#### Text:
============

An Opportunity to Move from Practitioner to Professional; OPINION: What Is Needed Is a Strategy for Continuing Development

Western Mail (Cardiff, Wales), March 8, 2002 | Go to article overview

An Opportunity to Move from Practitioner to Professional; OPINION: What Is Needed Is a Strategy for Continuing Development


Byline: KEN JONES Head of the School of Education at Swansea Institute of Higher Education

IN 1972 the James Report set out plans for reforming the professional development of teachers.

Thirty years later we are closer than we have ever been to making the professional development continuum a reality.

There now is a chance for teachers to take their profession forward and to change the status of teaching beyond the effective practitioner to the effective professional.

There have already been major, overdue developments, notably the consultation on early professional development, the professional development pilot projects and the emergence of a professional development framework, but there is still a danger these initiatives will be ad hoc, taken up by a minority rather than integrated within the profession.

There is also a danger that, in this complex tapestry of continuing professional development initiatives, teachers will lose sight of the need for continuous professional development to be coherent.

============

#### Information shown:

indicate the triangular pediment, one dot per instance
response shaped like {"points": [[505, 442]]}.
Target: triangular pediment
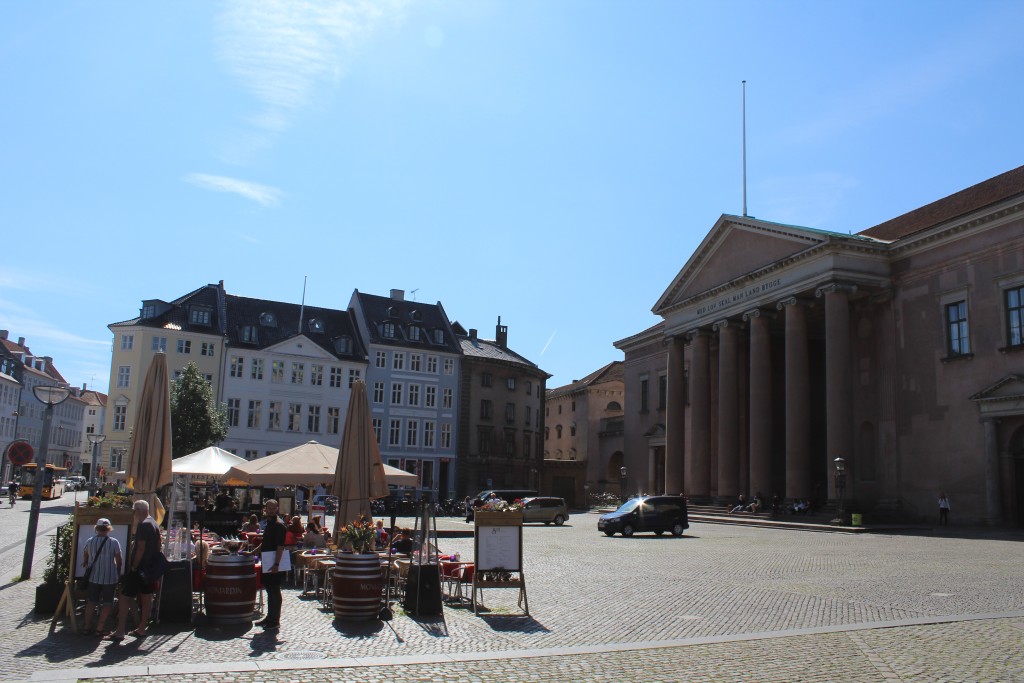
{"points": [[734, 247], [1009, 388]]}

============

#### Stated problem:
Transcribe the stretch from "There have already" through "within the profession." in the opinion piece on teachers' professional development.

#### The result:
There have already been major, overdue developments, notably the consultation on early professional development, the professional development pilot projects and the emergence of a professional development framework, but there is still a danger these initiatives will be ad hoc, taken up by a minority rather than integrated within the profession.